WHAT NEEDS TO BE DONE:
The data must be returned in full, with no character altered.

GIVEN DATA:
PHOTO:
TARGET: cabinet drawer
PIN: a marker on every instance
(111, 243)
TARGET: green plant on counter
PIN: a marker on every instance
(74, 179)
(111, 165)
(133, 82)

SOLUTION TO THE PROBLEM:
PHOTO:
TARGET: cabinet drawer
PIN: a marker on every instance
(111, 243)
TARGET: green plant on counter
PIN: a marker on every instance
(74, 179)
(111, 165)
(133, 82)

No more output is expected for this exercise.